_Aim_
Filter the rows below and copy each line that contains the word "campari".

_Provided entries_

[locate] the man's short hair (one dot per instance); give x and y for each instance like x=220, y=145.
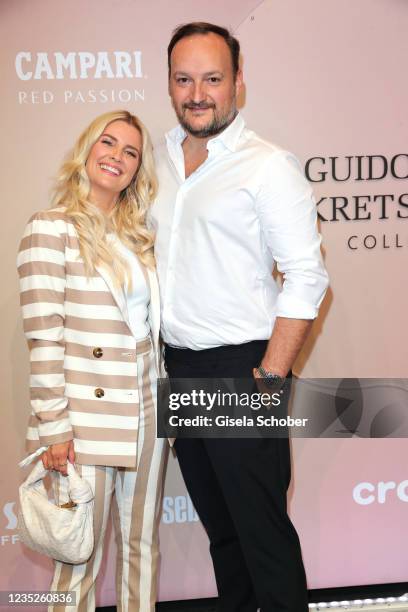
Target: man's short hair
x=202, y=27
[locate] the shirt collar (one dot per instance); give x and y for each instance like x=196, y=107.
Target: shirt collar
x=228, y=138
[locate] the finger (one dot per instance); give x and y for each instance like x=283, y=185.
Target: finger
x=63, y=469
x=71, y=453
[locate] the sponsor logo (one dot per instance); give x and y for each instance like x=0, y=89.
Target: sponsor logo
x=10, y=524
x=364, y=171
x=79, y=65
x=36, y=69
x=367, y=493
x=179, y=509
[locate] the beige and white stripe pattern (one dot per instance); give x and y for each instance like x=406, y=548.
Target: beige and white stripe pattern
x=135, y=496
x=84, y=358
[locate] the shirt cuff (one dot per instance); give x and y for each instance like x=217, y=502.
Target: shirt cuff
x=292, y=307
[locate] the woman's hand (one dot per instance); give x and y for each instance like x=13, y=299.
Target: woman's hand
x=57, y=456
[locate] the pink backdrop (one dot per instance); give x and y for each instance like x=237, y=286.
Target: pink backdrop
x=323, y=79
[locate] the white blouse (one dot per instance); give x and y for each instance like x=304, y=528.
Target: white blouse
x=138, y=296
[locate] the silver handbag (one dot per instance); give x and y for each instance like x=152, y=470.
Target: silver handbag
x=63, y=533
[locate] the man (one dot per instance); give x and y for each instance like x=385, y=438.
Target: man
x=229, y=206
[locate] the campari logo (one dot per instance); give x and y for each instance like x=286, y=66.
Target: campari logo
x=41, y=72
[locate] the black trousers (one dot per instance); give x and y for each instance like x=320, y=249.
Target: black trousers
x=238, y=487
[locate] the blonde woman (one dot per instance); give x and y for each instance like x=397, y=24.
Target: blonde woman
x=90, y=305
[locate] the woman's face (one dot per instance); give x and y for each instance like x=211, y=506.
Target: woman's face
x=114, y=159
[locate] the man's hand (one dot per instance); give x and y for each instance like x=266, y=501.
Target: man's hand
x=57, y=456
x=287, y=339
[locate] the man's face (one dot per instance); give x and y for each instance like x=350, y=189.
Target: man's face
x=202, y=86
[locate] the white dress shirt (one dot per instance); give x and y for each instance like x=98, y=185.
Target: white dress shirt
x=220, y=232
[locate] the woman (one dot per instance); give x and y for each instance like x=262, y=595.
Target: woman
x=91, y=317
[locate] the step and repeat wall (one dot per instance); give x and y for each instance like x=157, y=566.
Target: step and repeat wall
x=325, y=80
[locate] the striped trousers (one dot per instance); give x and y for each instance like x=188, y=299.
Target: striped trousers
x=134, y=496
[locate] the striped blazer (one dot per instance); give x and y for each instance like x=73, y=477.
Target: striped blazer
x=83, y=355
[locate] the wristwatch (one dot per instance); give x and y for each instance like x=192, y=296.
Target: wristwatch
x=274, y=381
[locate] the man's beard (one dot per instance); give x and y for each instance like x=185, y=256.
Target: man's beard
x=217, y=124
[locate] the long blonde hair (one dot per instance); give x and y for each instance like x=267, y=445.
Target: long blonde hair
x=128, y=218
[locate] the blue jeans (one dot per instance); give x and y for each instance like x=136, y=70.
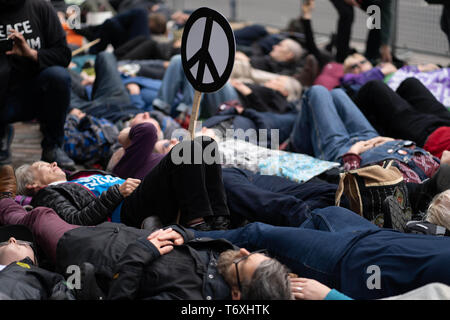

_Result below_
[locate] the campari logo (one dot per instance); give x and y for each instance like x=286, y=66.
Target: campari logo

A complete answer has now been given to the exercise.